## EXERCISE DETAILS
Copy the stretch from the start of the items through the line that contains "M 123 113 L", keeping the requests, and shift every coordinate in the answer outlines by adding 17 to it.

+===+

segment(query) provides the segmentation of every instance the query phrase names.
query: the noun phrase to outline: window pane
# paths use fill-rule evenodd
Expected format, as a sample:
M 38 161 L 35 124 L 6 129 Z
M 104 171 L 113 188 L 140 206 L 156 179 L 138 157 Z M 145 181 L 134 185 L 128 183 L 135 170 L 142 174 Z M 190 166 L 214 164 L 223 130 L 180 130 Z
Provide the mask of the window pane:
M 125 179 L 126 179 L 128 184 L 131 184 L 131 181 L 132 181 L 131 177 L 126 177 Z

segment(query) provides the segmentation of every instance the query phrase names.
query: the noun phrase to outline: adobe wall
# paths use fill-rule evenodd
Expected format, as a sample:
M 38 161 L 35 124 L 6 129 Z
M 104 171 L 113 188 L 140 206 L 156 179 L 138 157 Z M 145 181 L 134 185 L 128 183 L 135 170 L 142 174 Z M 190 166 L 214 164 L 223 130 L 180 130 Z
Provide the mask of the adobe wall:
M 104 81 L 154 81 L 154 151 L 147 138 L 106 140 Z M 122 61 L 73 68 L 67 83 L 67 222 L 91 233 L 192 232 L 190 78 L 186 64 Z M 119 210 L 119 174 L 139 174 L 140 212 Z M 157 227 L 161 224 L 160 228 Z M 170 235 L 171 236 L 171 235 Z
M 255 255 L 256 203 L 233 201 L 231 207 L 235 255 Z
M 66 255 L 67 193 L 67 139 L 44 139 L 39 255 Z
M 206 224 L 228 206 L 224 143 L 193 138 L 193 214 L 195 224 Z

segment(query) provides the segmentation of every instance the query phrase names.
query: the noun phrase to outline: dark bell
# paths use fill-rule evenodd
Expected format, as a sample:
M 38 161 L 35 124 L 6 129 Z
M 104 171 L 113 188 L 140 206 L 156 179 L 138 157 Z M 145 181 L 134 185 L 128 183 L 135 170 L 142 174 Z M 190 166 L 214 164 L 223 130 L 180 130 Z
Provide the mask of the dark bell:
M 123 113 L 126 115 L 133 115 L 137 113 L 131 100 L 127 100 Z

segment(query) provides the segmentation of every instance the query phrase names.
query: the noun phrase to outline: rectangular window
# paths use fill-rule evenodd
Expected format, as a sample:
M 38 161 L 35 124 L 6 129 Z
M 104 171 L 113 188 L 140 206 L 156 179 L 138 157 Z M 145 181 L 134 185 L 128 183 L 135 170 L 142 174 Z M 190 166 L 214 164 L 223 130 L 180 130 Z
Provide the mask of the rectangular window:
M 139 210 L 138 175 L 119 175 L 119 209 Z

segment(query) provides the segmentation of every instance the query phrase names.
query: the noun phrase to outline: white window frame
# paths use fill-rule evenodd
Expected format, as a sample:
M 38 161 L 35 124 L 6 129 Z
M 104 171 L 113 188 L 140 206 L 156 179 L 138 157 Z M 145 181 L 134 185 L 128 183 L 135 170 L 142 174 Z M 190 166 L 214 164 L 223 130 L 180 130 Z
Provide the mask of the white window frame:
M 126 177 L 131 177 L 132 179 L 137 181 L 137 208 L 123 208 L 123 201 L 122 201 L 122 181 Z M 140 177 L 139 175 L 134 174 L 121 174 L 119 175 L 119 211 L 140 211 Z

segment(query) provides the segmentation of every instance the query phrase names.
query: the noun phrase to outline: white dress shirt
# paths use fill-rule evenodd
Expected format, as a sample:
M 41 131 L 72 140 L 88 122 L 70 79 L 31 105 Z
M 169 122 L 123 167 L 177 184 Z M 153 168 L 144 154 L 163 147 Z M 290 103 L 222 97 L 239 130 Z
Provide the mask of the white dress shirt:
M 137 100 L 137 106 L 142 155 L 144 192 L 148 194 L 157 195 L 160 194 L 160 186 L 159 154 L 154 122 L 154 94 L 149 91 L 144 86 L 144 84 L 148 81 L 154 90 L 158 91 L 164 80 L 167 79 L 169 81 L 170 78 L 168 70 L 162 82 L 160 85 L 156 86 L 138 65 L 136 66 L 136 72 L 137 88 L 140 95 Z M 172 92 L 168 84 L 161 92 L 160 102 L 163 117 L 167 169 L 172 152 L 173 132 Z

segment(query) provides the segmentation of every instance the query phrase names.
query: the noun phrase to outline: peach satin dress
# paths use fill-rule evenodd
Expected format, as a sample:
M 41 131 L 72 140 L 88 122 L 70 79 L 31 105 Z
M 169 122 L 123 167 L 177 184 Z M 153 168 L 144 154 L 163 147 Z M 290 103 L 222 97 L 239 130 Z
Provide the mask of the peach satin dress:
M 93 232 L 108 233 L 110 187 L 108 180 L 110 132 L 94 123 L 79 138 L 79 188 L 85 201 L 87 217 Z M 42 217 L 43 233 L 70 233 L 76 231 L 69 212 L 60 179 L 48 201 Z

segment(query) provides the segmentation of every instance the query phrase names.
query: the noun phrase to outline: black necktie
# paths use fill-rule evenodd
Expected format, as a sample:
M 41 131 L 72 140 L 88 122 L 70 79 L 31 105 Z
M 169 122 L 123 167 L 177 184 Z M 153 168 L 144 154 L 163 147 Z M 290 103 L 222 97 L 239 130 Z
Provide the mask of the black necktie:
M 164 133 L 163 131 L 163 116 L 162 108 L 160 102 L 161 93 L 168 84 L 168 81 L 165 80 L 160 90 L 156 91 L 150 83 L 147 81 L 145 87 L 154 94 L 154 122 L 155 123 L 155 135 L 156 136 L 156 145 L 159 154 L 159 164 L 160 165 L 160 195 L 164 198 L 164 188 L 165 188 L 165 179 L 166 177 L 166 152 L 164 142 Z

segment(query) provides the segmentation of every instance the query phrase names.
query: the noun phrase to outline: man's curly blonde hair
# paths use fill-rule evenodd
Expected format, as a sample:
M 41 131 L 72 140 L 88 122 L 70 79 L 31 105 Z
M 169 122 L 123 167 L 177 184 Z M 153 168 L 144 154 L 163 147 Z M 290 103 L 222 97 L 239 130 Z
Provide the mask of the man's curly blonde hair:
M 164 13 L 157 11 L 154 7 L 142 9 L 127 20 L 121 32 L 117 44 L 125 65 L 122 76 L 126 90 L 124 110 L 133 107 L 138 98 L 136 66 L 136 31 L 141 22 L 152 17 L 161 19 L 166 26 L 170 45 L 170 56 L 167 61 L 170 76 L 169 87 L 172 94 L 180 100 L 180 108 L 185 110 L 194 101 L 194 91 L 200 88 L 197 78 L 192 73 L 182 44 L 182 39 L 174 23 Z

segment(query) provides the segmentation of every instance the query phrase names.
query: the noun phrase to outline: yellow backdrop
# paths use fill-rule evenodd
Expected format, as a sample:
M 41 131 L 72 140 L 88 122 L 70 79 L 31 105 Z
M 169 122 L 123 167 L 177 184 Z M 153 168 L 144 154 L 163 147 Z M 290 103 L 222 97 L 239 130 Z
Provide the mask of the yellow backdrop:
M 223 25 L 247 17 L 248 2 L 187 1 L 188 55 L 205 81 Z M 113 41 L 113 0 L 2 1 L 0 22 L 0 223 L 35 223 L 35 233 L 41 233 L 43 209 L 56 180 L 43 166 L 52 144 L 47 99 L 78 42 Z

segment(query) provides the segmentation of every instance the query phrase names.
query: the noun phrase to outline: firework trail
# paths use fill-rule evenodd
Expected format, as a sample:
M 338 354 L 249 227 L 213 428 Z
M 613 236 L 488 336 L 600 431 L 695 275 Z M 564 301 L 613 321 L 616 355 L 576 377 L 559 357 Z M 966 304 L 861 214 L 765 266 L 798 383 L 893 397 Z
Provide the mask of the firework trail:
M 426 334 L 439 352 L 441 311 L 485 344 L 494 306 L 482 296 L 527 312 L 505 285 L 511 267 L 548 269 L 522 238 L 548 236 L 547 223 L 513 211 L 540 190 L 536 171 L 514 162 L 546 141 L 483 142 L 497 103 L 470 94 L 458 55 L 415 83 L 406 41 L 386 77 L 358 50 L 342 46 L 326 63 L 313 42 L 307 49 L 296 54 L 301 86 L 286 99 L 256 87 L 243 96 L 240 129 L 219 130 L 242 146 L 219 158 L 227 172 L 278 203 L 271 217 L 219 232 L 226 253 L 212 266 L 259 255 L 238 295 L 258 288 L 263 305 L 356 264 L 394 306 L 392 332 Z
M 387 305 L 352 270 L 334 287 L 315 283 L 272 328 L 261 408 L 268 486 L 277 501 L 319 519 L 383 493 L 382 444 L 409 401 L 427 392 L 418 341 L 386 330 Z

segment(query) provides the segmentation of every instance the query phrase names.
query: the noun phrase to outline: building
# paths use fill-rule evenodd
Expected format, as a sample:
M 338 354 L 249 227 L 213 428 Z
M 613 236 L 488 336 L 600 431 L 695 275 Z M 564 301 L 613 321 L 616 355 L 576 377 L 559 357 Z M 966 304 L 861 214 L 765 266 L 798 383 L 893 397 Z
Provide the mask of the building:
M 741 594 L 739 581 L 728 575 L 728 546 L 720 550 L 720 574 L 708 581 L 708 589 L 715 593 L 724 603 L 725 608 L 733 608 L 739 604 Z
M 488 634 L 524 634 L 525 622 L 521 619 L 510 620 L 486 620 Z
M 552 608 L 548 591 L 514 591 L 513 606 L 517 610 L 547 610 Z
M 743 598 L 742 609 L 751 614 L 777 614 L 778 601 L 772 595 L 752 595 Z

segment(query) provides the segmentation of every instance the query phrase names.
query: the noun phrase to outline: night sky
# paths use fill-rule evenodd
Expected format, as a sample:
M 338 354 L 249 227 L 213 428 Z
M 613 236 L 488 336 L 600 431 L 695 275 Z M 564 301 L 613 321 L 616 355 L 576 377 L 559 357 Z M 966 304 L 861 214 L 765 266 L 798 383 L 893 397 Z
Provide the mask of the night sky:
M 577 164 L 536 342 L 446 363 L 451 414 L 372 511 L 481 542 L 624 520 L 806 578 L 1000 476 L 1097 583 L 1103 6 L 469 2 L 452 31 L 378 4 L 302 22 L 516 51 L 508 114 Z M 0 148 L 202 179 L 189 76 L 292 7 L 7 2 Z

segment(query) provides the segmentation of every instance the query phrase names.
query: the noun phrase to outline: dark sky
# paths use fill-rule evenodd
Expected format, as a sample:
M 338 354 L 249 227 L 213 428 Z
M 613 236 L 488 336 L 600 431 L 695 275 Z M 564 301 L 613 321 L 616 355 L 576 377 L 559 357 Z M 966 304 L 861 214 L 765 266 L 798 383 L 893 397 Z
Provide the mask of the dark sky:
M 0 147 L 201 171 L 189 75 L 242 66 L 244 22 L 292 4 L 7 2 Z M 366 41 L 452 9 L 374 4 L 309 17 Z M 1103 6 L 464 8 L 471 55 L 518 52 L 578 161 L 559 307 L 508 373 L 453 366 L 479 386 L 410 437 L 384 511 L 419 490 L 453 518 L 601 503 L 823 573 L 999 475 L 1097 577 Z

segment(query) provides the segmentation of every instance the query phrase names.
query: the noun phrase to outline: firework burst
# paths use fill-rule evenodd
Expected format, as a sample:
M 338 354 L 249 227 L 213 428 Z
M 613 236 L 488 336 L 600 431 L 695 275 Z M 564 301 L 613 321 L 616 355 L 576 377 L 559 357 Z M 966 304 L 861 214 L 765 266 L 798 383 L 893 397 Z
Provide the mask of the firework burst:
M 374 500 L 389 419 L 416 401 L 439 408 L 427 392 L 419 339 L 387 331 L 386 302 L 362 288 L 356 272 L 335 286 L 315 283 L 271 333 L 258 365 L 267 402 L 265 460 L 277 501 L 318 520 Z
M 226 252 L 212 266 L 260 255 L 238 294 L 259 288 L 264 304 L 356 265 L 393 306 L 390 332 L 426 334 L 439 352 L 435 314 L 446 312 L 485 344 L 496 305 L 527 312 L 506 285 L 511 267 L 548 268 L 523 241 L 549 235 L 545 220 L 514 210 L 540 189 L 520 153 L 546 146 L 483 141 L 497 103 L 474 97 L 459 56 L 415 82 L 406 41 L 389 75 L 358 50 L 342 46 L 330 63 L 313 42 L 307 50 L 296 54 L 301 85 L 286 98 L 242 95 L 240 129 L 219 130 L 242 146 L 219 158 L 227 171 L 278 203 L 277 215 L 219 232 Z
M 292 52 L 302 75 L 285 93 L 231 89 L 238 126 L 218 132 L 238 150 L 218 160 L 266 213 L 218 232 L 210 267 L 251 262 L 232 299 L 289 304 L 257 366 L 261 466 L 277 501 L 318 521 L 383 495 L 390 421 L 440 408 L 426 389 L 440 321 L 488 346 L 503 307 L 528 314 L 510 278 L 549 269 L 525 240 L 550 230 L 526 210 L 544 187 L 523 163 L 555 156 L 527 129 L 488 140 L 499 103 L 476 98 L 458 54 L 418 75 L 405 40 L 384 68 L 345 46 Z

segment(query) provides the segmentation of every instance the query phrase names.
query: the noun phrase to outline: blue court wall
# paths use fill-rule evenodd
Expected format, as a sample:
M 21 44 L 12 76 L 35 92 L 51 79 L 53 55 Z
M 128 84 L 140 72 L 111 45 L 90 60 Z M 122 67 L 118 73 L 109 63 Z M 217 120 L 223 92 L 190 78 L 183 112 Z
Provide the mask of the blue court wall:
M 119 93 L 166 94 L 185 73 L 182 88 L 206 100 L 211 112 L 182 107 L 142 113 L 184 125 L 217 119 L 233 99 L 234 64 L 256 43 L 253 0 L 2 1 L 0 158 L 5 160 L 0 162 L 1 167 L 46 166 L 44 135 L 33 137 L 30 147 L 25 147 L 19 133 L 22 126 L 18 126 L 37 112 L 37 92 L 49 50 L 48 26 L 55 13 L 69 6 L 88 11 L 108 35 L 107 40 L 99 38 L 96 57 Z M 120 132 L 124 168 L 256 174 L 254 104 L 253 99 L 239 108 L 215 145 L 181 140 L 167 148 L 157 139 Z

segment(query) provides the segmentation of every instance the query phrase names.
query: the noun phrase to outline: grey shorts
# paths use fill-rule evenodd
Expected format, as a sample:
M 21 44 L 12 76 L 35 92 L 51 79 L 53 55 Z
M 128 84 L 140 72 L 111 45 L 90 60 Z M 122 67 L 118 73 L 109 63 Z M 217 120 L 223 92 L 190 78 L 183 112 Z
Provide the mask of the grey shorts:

+===+

## ANSWER
segment(query) provides the segmentation of every instance the query phrase names.
query: the noun phrase to outline: window pane
# paths use fill-rule evenodd
Expected format, as a sample:
M 38 161 L 35 124 L 6 129 Z
M 104 171 L 113 188 L 140 206 L 156 179 L 138 157 Z M 145 181 L 134 185 L 128 183 L 135 170 L 142 174 Z M 190 166 L 214 164 L 223 130 L 180 130 Z
Provide the mask of the window pane:
M 142 196 L 143 196 L 145 201 L 148 201 L 148 198 L 149 198 L 148 194 L 143 194 Z

segment(query) provides the segmentation of every instance the query phrase names.
query: the noun phrase to outline: adobe wall
# paths use fill-rule evenodd
Expected format, as a sample:
M 38 161 L 35 124 L 6 129 Z
M 104 171 L 113 188 L 140 206 L 156 179 L 138 157 Z M 145 181 L 134 185 L 128 183 L 135 170 L 142 174 Z M 190 166 L 214 164 L 223 130 L 180 130 Z
Provide the mask of the adobe wall:
M 121 98 L 171 98 L 171 168 L 164 155 L 123 157 Z M 139 78 L 90 85 L 84 100 L 84 239 L 108 250 L 209 249 L 207 95 L 203 81 Z M 136 227 L 136 191 L 156 191 L 157 229 Z M 174 244 L 178 241 L 177 245 Z M 187 252 L 188 253 L 188 252 Z
M 272 272 L 273 220 L 250 218 L 248 224 L 252 272 Z
M 83 272 L 84 210 L 84 156 L 61 156 L 56 272 Z
M 223 241 L 245 223 L 241 160 L 210 155 L 210 231 L 212 241 Z

segment(query) provides the segmentation of every instance the query phrase names.
query: the noun phrase to outline: dark bell
# paths use fill-rule evenodd
Expected format, as a sample:
M 38 161 L 35 124 L 6 129 Z
M 104 171 L 113 188 L 140 206 L 156 179 L 138 157 Z M 145 181 L 134 185 L 128 183 L 135 170 L 142 174 Z M 190 166 L 214 164 L 223 130 L 180 130 Z
Provide the mask of the dark bell:
M 140 130 L 143 132 L 150 132 L 154 130 L 148 117 L 144 117 Z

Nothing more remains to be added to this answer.